Obama the loner
Here’s an interesting article by Scott Wilson about Obama the loner.
It’s becoming clearer and clearer that Obama, unlike many presidents, is not a people person. He not only doesn’t have many friends but he doesn’t have many advisers, and those he has retained are the ones he’s had for many years. The portrait is of the man most of us have already seen: tight, distrustful, and cold.
Wilson quotes the White House as often saying during the administration’s first two years, “Good policy makes for good politics.” That may be at least partly true, although if you alienate enough powerful people you might have trouble pushing your policy even if it’s very good. The trouble with Obama’s policy is that it’s not good, as even liberals are starting to agree. Unlike conservatives, they may find it not radical (or steadfast) enough, but the common denominator is that Obama is lacking in both arenas, policy and people skills.

> [DATASET EXTRACT]
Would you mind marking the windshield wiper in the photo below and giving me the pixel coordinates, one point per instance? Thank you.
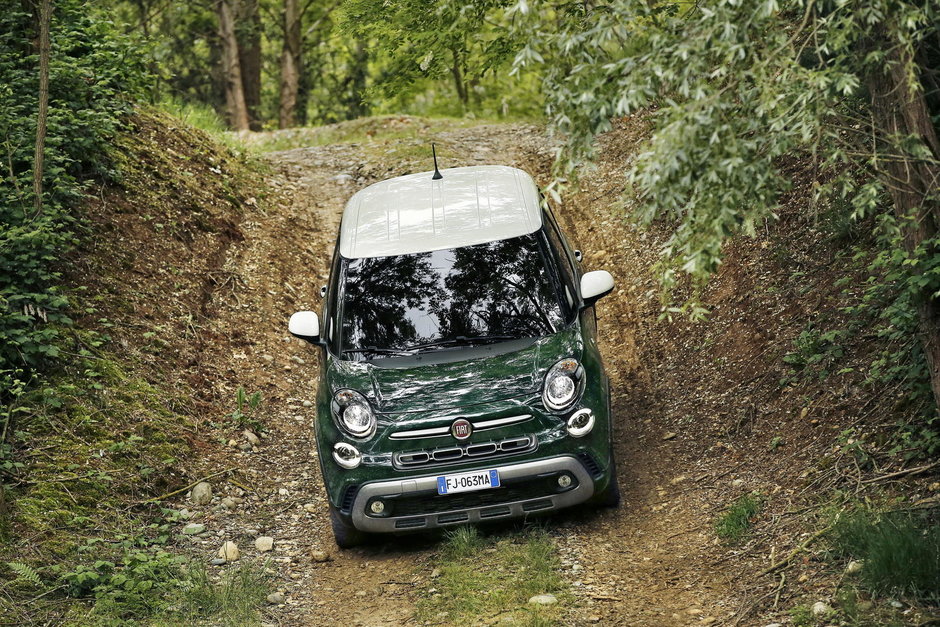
(462, 340)
(378, 351)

> [WRITTEN TASKS]
**A.** In the blog post about Obama as a loner, what phrase does Wilson quote the White House as often saying during the administration's first two years?
**B.** Extend the blog post about Obama as a loner, picking up right after its final sentence.

> [EXPECTED ANSWERS]
**A.** "Good policy makes for good politics."

**B.**
Wilson’s article is pretty easy on Obama; he seems to be an admirer who thinks Obama has a few flaws that might doom his campaign for a second term. But he correctly locates the moment when Obama really went wrong as when he abandoned any pretense of working on jobs for the unpopular push for Obamacare. Wilson never quite explains why Obama did this, if he’s so all-fired smart. But this wistful quote nicely illuminates the condescending know-it-all quality of this administration towards the little people:
“What if we proposed something that was actually popular?” one senior adviser who was not part of the campaign said a year into the administration. “There’s only so much spinach people are going to eat.”
But what if Obamacare isn’t spinach, it’s horse manure? What if the people can smell it a mile away? Maybe “popular” isn’t always “bad.” Maybe the people knew what the president’s priorities should have been, and maybe being responsive to them would have been both good policy and good politics.
The few friends he did have (who he has since dissociated with) were radicals. He’s managed to draw two popular uprisings, one from the left and one from the right. He campaigned on being all things to all people; instead he means nothing to everyone. I think his wife likes him, though. Sort of.
I smell something and it ain’t spinach.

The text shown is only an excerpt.